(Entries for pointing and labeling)

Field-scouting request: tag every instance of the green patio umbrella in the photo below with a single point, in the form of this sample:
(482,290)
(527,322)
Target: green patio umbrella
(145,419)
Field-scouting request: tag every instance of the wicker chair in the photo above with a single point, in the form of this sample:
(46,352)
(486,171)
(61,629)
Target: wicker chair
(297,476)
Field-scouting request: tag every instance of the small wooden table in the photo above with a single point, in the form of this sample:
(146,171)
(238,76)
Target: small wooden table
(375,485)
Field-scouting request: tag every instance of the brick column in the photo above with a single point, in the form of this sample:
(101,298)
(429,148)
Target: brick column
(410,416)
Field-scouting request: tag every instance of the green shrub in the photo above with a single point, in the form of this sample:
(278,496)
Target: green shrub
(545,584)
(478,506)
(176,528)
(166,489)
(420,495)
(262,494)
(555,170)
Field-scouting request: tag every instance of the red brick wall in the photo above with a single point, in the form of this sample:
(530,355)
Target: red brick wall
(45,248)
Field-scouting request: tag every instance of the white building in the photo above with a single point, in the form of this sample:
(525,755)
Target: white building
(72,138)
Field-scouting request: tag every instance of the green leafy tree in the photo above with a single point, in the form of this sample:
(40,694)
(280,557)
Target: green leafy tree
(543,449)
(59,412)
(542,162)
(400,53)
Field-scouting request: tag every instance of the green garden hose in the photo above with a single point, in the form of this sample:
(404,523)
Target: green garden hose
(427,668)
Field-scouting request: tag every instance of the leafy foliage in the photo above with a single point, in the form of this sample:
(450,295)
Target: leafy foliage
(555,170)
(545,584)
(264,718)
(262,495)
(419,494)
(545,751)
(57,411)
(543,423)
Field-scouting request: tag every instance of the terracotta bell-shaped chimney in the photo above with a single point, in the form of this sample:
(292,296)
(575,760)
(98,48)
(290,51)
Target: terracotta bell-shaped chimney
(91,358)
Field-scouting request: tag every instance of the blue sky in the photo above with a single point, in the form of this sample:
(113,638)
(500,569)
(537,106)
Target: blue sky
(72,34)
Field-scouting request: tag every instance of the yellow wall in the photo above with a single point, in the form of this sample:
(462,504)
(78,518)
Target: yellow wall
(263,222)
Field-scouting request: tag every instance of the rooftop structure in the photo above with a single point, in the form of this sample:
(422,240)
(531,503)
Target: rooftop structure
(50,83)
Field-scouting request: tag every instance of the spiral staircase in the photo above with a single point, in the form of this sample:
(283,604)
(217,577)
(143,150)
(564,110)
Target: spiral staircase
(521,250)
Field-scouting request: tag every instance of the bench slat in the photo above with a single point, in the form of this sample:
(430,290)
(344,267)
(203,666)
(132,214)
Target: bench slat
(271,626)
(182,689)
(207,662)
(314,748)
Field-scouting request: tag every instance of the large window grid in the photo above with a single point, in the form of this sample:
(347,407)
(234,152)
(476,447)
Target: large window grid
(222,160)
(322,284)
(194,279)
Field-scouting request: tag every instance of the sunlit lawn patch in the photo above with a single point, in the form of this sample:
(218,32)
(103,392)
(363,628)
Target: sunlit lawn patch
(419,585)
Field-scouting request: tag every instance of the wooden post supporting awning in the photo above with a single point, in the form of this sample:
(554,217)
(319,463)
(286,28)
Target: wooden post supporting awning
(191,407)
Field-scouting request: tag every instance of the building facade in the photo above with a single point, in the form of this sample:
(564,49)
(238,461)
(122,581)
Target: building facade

(STATED GOAL) Write out all of the lines above character for character.

(SOLVED PROBLEM)
Field-scouting request: tag every instance of the green patio umbrella in the photo below with a single point, in the form of this sample:
(482,290)
(527,322)
Target: green patio umbrella
(145,419)
Field-scouting request: tag every instance of the wicker chair in the photo above with a single point, in the form of this sample:
(46,352)
(486,171)
(61,629)
Target: wicker chair
(297,476)
Field-scouting request: tag every instance of the small wooden table in the photo above with a single point, in the form of this sample:
(146,171)
(238,76)
Target: small wooden table
(375,485)
Field-scouting request: tag every instance of the brick column in the photo above with a single point, in the form of this sample:
(101,298)
(429,148)
Target: brick column
(410,416)
Field-scouting request: tag every instance of the green shrub in the photo above with a single point, in the form of this sample:
(278,496)
Target: green shrub
(545,584)
(478,506)
(176,528)
(166,489)
(420,495)
(262,494)
(555,170)
Field-scouting request: tag every instance of the red brick wall in the photo above with a single point, in the form of this sample:
(530,355)
Target: red brick wall
(45,248)
Field-scouting request: tag every instance of the white building in the photo above with a single point, in the form of this sample:
(525,755)
Target: white building
(72,138)
Field-scouting request: tag every instance of the green leafy tree in the photo above with a single point, in the form of this sample:
(40,694)
(280,557)
Target: green leafy tree
(543,449)
(59,412)
(542,162)
(400,53)
Field-scouting request: tag every instance of the green garden hose in the photo above with a single point, in the form of this sample:
(404,523)
Target: green garden hose
(427,668)
Field-scouting request: tag every instance of the leafy foliage in the photo above with a single point, in the form of this sample:
(450,295)
Target: leafy foliage
(555,170)
(545,584)
(264,718)
(262,495)
(419,494)
(545,751)
(57,411)
(543,423)
Field-scouting request: tag every instance of the terracotta bell-shaped chimney in the photo above with a single point, in the form of this sample:
(292,296)
(575,760)
(98,48)
(290,51)
Target: terracotta bell-shaped chimney
(91,358)
Field-scouting request: tag every instance of the blue sky in the photo above with a single point, in the form of this sample:
(113,638)
(500,569)
(537,106)
Target: blue sky
(72,34)
Field-scouting request: tag every instance of the yellow wall in the photo above with a single point, in the form of this sample:
(462,504)
(78,518)
Target: yellow wall
(263,222)
Field-scouting request: tag every instance of the rooftop structure in the photo above with a single point, in the form of this sample:
(422,240)
(531,503)
Target: rooftop structure
(50,83)
Field-scouting request: tag every instance of the spiral staircase in the photo above with a single point, in the form of this sample:
(283,604)
(217,577)
(143,150)
(564,110)
Target: spiral staircase
(521,250)
Field-scouting request: tag every instance of the bench slat in the photo above with a single point, in the form of this sample:
(430,290)
(344,267)
(203,666)
(132,214)
Target: bench slat
(271,626)
(182,689)
(207,662)
(314,748)
Field-scouting request: tag every instance of the large window grid in the photo above with a single point, in the form of this sample:
(347,407)
(234,152)
(476,447)
Target: large window grid
(222,160)
(322,284)
(194,279)
Field-scouting request: tag every instance of the sunlit lawn patch in the photo above with a single point, in the form of this sample:
(218,32)
(103,392)
(363,628)
Target: sunlit lawn patch
(419,585)
Field-scouting request: tag every instance of the wooden post supporting awning in the photo above with a single point, in the form of this sample:
(554,217)
(319,463)
(286,28)
Target: wooden post supporting awning
(191,407)
Field-scouting request: tag every instance of the building facade in the photo above with a single point, in the form of this sample:
(564,49)
(238,461)
(122,581)
Target: building facade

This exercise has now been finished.